Aim of the exercise: Count the lines of the records that contain the string "coords", matching case exactly, and reply with only that number.

------ Data to process ------

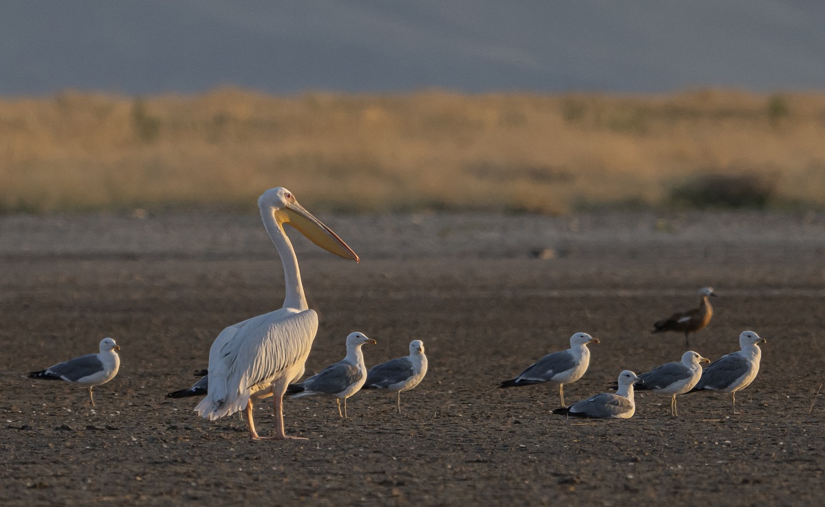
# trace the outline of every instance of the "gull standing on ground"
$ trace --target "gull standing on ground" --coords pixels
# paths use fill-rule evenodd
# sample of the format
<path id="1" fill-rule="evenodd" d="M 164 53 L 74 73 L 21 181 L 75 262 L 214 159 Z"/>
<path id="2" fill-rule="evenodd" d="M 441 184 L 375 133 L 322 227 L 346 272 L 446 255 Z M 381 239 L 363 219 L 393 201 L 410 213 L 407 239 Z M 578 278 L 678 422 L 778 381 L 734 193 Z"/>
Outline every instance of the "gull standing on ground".
<path id="1" fill-rule="evenodd" d="M 350 333 L 346 336 L 346 357 L 330 364 L 300 383 L 290 384 L 286 394 L 292 398 L 325 394 L 335 397 L 338 415 L 346 417 L 346 398 L 361 390 L 366 381 L 366 366 L 361 346 L 365 343 L 378 343 L 364 333 Z M 344 400 L 344 413 L 341 413 L 341 400 Z"/>
<path id="2" fill-rule="evenodd" d="M 96 406 L 92 388 L 114 378 L 120 368 L 120 357 L 115 351 L 116 349 L 120 350 L 120 345 L 115 343 L 111 338 L 104 338 L 101 340 L 99 353 L 87 354 L 58 363 L 43 370 L 31 372 L 27 377 L 42 380 L 65 380 L 71 383 L 88 386 L 92 406 Z"/>
<path id="3" fill-rule="evenodd" d="M 195 411 L 214 420 L 243 410 L 253 440 L 297 439 L 284 432 L 283 396 L 286 386 L 304 374 L 318 331 L 318 314 L 307 305 L 298 259 L 283 224 L 289 223 L 331 253 L 356 262 L 358 256 L 283 187 L 264 192 L 258 209 L 283 265 L 284 305 L 220 332 L 210 349 L 208 392 Z M 276 433 L 261 437 L 252 420 L 252 398 L 269 396 L 274 397 Z"/>
<path id="4" fill-rule="evenodd" d="M 633 384 L 641 379 L 630 370 L 619 373 L 619 390 L 615 394 L 603 392 L 573 403 L 570 406 L 557 408 L 554 414 L 573 415 L 575 417 L 595 417 L 597 419 L 629 419 L 636 411 L 636 402 L 633 399 Z"/>
<path id="5" fill-rule="evenodd" d="M 757 345 L 759 342 L 767 343 L 767 340 L 752 331 L 742 331 L 739 335 L 742 350 L 714 361 L 705 369 L 702 378 L 688 392 L 706 390 L 729 392 L 733 414 L 737 414 L 736 392 L 749 386 L 759 373 L 759 360 L 762 357 L 762 351 Z"/>
<path id="6" fill-rule="evenodd" d="M 714 289 L 710 287 L 702 287 L 699 289 L 699 307 L 688 310 L 687 312 L 676 312 L 666 319 L 657 321 L 653 324 L 655 329 L 652 333 L 661 333 L 666 331 L 676 331 L 685 333 L 685 346 L 690 347 L 691 342 L 687 336 L 701 331 L 710 322 L 710 317 L 714 316 L 714 309 L 708 302 L 708 297 L 716 297 Z"/>
<path id="7" fill-rule="evenodd" d="M 570 336 L 569 349 L 548 354 L 527 367 L 516 378 L 505 380 L 498 387 L 517 387 L 544 383 L 559 384 L 562 406 L 567 406 L 564 404 L 564 384 L 576 382 L 587 371 L 590 365 L 589 343 L 599 343 L 599 340 L 587 333 L 576 333 Z"/>
<path id="8" fill-rule="evenodd" d="M 688 350 L 681 354 L 681 361 L 657 366 L 647 373 L 639 375 L 642 382 L 636 386 L 636 389 L 671 395 L 671 415 L 676 417 L 679 415 L 676 407 L 676 397 L 685 394 L 696 385 L 702 376 L 700 364 L 710 362 L 710 359 L 693 350 Z"/>
<path id="9" fill-rule="evenodd" d="M 401 393 L 410 391 L 421 383 L 427 374 L 427 355 L 424 342 L 413 340 L 410 342 L 410 354 L 376 364 L 366 374 L 364 389 L 386 389 L 395 392 L 395 404 L 401 413 Z"/>

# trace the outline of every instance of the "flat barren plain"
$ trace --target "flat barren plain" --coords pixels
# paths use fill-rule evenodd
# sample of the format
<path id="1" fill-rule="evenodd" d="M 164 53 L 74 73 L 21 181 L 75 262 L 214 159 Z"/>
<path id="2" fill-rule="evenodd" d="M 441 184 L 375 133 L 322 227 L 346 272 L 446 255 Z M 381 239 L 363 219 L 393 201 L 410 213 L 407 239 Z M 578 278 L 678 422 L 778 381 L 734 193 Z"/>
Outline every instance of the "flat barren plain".
<path id="1" fill-rule="evenodd" d="M 307 372 L 361 331 L 368 365 L 427 346 L 422 384 L 285 401 L 303 442 L 252 442 L 192 411 L 188 387 L 226 326 L 280 307 L 277 254 L 254 214 L 0 217 L 0 495 L 59 505 L 821 505 L 825 496 L 825 215 L 606 213 L 568 217 L 319 217 L 356 264 L 294 231 L 320 316 Z M 637 394 L 629 420 L 555 415 L 557 392 L 497 389 L 587 331 L 590 369 L 568 402 L 684 352 L 653 322 L 719 298 L 692 338 L 711 359 L 767 340 L 737 397 Z M 86 391 L 24 378 L 121 345 L 118 376 Z M 271 406 L 256 407 L 258 431 Z"/>

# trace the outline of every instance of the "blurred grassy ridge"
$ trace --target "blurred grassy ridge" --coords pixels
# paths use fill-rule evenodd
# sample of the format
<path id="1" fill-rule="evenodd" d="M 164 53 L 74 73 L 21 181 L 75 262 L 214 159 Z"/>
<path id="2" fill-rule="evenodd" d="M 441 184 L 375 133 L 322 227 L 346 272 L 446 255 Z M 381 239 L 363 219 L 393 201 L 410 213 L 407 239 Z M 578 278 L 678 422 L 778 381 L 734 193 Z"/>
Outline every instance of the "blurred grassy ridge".
<path id="1" fill-rule="evenodd" d="M 0 212 L 825 207 L 825 93 L 0 100 Z"/>

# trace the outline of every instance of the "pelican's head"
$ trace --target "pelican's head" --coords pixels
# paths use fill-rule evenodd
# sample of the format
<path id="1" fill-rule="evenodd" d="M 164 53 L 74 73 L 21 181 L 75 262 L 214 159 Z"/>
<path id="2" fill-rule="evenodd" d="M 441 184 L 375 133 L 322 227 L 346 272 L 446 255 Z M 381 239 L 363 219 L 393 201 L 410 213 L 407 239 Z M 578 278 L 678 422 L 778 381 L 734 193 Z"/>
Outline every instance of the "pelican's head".
<path id="1" fill-rule="evenodd" d="M 588 343 L 601 343 L 597 338 L 593 338 L 587 333 L 576 333 L 573 336 L 570 336 L 570 346 L 578 347 L 579 345 L 586 345 Z"/>
<path id="2" fill-rule="evenodd" d="M 619 373 L 619 386 L 632 386 L 635 383 L 644 383 L 644 381 L 636 376 L 636 373 L 625 369 Z"/>
<path id="3" fill-rule="evenodd" d="M 282 186 L 266 190 L 258 198 L 261 216 L 271 215 L 276 222 L 289 223 L 309 241 L 328 252 L 358 262 L 358 256 L 331 228 L 312 216 L 295 200 L 295 196 Z"/>
<path id="4" fill-rule="evenodd" d="M 101 352 L 108 352 L 112 349 L 120 350 L 120 345 L 115 343 L 115 340 L 111 338 L 104 338 L 101 340 Z"/>
<path id="5" fill-rule="evenodd" d="M 378 342 L 373 340 L 372 338 L 367 338 L 366 335 L 365 335 L 364 333 L 359 333 L 357 331 L 354 333 L 350 333 L 346 336 L 347 347 L 350 346 L 360 347 L 365 343 L 371 343 L 372 345 L 375 345 Z"/>
<path id="6" fill-rule="evenodd" d="M 702 357 L 699 355 L 698 352 L 694 352 L 693 350 L 688 350 L 685 354 L 681 354 L 681 364 L 685 366 L 693 366 L 699 364 L 700 363 L 710 363 L 710 359 L 706 357 Z"/>
<path id="7" fill-rule="evenodd" d="M 759 342 L 767 343 L 764 338 L 760 338 L 759 335 L 752 331 L 743 331 L 739 335 L 739 346 L 745 348 L 747 345 L 755 345 Z"/>
<path id="8" fill-rule="evenodd" d="M 713 287 L 702 287 L 699 289 L 699 297 L 704 298 L 705 296 L 713 296 L 714 298 L 716 297 L 716 293 L 714 292 Z"/>
<path id="9" fill-rule="evenodd" d="M 413 354 L 424 354 L 424 342 L 421 340 L 413 340 L 410 342 L 410 355 Z"/>

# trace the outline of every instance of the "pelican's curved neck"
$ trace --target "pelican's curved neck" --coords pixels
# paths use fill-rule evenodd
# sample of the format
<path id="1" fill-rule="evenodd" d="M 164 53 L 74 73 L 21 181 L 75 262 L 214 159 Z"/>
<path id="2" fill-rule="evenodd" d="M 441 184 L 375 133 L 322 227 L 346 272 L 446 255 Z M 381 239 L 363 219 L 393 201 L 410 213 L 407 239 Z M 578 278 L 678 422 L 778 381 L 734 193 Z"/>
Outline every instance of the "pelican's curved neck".
<path id="1" fill-rule="evenodd" d="M 301 272 L 298 269 L 298 257 L 295 256 L 295 251 L 292 248 L 292 242 L 284 232 L 283 226 L 275 219 L 271 209 L 261 209 L 261 219 L 263 220 L 263 225 L 266 228 L 266 232 L 269 232 L 269 237 L 280 256 L 280 263 L 284 265 L 286 295 L 284 297 L 283 307 L 308 310 L 309 307 L 304 294 Z"/>

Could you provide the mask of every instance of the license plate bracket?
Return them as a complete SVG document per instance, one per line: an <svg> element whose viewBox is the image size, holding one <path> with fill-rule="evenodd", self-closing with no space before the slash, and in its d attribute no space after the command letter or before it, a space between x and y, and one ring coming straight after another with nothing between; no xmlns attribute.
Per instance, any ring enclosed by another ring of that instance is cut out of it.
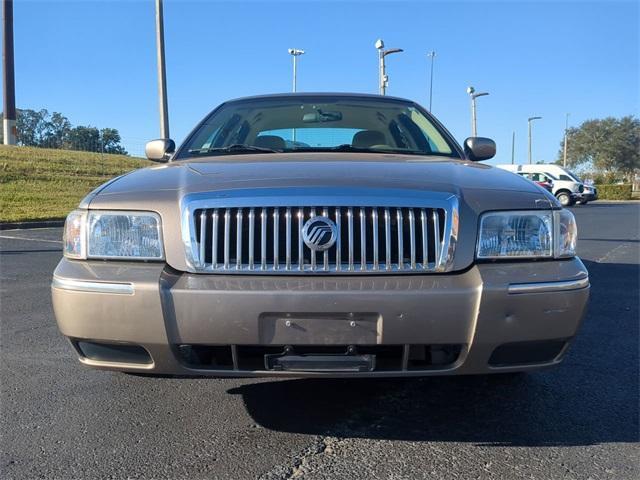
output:
<svg viewBox="0 0 640 480"><path fill-rule="evenodd" d="M376 366L376 356L267 354L264 364L267 370L286 372L372 372Z"/></svg>

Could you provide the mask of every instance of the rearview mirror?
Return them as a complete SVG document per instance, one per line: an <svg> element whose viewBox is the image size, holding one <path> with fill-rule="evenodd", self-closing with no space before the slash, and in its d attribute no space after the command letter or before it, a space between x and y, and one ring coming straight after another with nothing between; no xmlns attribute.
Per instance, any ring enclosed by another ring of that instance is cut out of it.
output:
<svg viewBox="0 0 640 480"><path fill-rule="evenodd" d="M170 138L151 140L144 147L145 155L153 162L168 162L175 151L176 142Z"/></svg>
<svg viewBox="0 0 640 480"><path fill-rule="evenodd" d="M340 120L342 120L342 112L325 112L320 109L302 116L304 123L338 122Z"/></svg>
<svg viewBox="0 0 640 480"><path fill-rule="evenodd" d="M464 141L464 154L472 162L489 160L496 154L496 142L485 137L469 137Z"/></svg>

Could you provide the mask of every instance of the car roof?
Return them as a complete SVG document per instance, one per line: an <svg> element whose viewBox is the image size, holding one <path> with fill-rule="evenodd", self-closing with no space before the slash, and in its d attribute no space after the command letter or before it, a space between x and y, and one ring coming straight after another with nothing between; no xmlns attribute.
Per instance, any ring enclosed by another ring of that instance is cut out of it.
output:
<svg viewBox="0 0 640 480"><path fill-rule="evenodd" d="M252 95L248 97L239 97L228 100L224 103L244 102L251 100L268 100L274 98L305 98L305 97L340 97L340 98L359 98L370 100L385 100L402 103L416 103L413 100L402 97L392 97L388 95L377 95L373 93L348 93L348 92L289 92L289 93L270 93L265 95Z"/></svg>

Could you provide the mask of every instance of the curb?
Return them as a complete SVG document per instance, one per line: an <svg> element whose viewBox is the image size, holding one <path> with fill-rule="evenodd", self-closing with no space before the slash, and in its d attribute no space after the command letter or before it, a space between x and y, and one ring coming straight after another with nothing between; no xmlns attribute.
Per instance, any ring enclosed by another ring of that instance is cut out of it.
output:
<svg viewBox="0 0 640 480"><path fill-rule="evenodd" d="M0 230L27 230L30 228L63 227L64 220L41 220L35 222L3 222Z"/></svg>

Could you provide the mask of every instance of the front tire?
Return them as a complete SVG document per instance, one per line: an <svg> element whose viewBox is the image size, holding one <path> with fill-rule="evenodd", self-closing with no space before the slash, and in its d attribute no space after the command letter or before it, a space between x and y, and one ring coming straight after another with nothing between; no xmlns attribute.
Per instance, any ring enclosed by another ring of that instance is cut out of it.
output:
<svg viewBox="0 0 640 480"><path fill-rule="evenodd" d="M560 192L556 194L556 198L560 202L560 205L562 205L563 207L570 207L574 204L574 201L571 198L571 194L569 192Z"/></svg>

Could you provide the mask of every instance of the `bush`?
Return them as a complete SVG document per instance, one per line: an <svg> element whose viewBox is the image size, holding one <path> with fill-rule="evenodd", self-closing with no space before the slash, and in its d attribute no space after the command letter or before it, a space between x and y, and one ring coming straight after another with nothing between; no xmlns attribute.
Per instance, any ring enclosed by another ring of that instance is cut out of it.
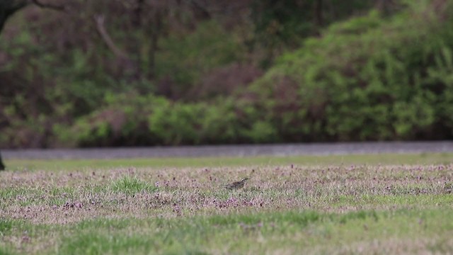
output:
<svg viewBox="0 0 453 255"><path fill-rule="evenodd" d="M452 138L453 12L434 6L332 26L251 91L294 141Z"/></svg>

------

Full output: 5